= EXERCISE BRIEF =
Write out the records again, exactly, leaving none out.

= DATA PROVIDED =
>>>>
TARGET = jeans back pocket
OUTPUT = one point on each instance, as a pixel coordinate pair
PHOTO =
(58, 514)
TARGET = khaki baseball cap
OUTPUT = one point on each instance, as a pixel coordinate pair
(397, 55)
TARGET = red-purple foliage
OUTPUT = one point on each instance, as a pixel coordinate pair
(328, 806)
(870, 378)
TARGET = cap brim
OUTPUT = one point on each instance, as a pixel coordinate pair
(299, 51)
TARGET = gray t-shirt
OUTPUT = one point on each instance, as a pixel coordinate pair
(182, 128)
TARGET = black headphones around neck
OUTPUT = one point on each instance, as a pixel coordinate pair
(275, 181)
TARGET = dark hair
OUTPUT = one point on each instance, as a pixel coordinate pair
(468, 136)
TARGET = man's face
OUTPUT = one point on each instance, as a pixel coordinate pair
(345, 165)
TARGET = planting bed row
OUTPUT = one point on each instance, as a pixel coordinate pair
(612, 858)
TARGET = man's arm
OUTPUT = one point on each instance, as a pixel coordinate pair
<<<<
= RESULT OF THE TASK =
TARGET = jeans back pocket
OUTPUT = one point on each instance, as a pixel coordinate pair
PHOTO =
(58, 514)
TARGET = khaki baseball cap
OUTPUT = one point on each instance, as a pixel coordinate pair
(397, 55)
TARGET = red-purple foliage
OUTPUT = one point on each instance, as a pixel coordinate pair
(328, 806)
(870, 378)
TARGET = cap brim
OUTPUT = one point on each instance, as a pixel coordinate pair
(299, 51)
TARGET = gray t-shirt
OUTPUT = one point on each instance, as a pixel coordinate pair
(182, 128)
TARGET = black headphones around neck
OUTPUT = one point on each instance, as a pixel coordinate pair
(275, 181)
TARGET = dark hair
OUTPUT = one point on each instance, as a pixel coordinate pair
(468, 136)
TARGET = man's face
OUTPUT = one point on each instance, as a pixel coordinate pair
(345, 165)
TARGET = planting bed row
OUTPUT = one point on each instance, as a pixel coordinate pair
(612, 858)
TARGET = man's arm
OUTPUT = one point on each instance, as a pixel coordinate pair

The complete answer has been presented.